• SOURCE DATA:
________________________

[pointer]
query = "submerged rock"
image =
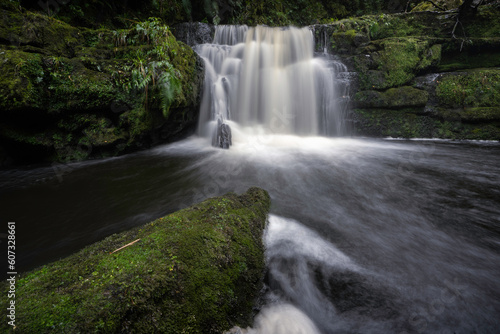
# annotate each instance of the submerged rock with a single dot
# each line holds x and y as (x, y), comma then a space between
(197, 270)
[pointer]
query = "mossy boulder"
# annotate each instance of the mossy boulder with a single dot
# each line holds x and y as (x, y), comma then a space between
(437, 5)
(198, 270)
(474, 88)
(400, 97)
(409, 123)
(394, 62)
(75, 93)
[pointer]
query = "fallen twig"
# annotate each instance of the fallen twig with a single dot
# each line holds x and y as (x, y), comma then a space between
(116, 250)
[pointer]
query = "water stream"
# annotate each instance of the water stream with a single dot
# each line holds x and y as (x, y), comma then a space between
(365, 236)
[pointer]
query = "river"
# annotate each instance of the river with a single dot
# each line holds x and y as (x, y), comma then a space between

________________________

• REQUIRED WORK: Go through the listing above and retype each line exactly, apart from the pictures.

• ANSWER TO THIS TASK:
[pointer]
query = "submerged rock"
image =
# annotate each instance of the submerged rock with a single dot
# each line holds x and y as (x, y), comma then a space between
(197, 270)
[pointer]
query = "mossy boulder"
# annotate each instance of the mossy boulder with a single dot
# each line holds x and y as (x, y), comma then a space between
(437, 5)
(198, 270)
(474, 88)
(400, 97)
(409, 123)
(394, 62)
(75, 93)
[pointer]
query = "fallen twig"
# annotate each instance of the fallen twig with a single dot
# each line holds x and y as (x, y), comma then a space between
(116, 250)
[pointer]
query = "water stream"
# annotate each instance of the water stream with a single dot
# each line holds x and y as (x, y), comma then a space between
(365, 236)
[pointer]
query = "river"
# annotate each instance of the river with a single dot
# each line holds x and y as (x, y), comma then a space between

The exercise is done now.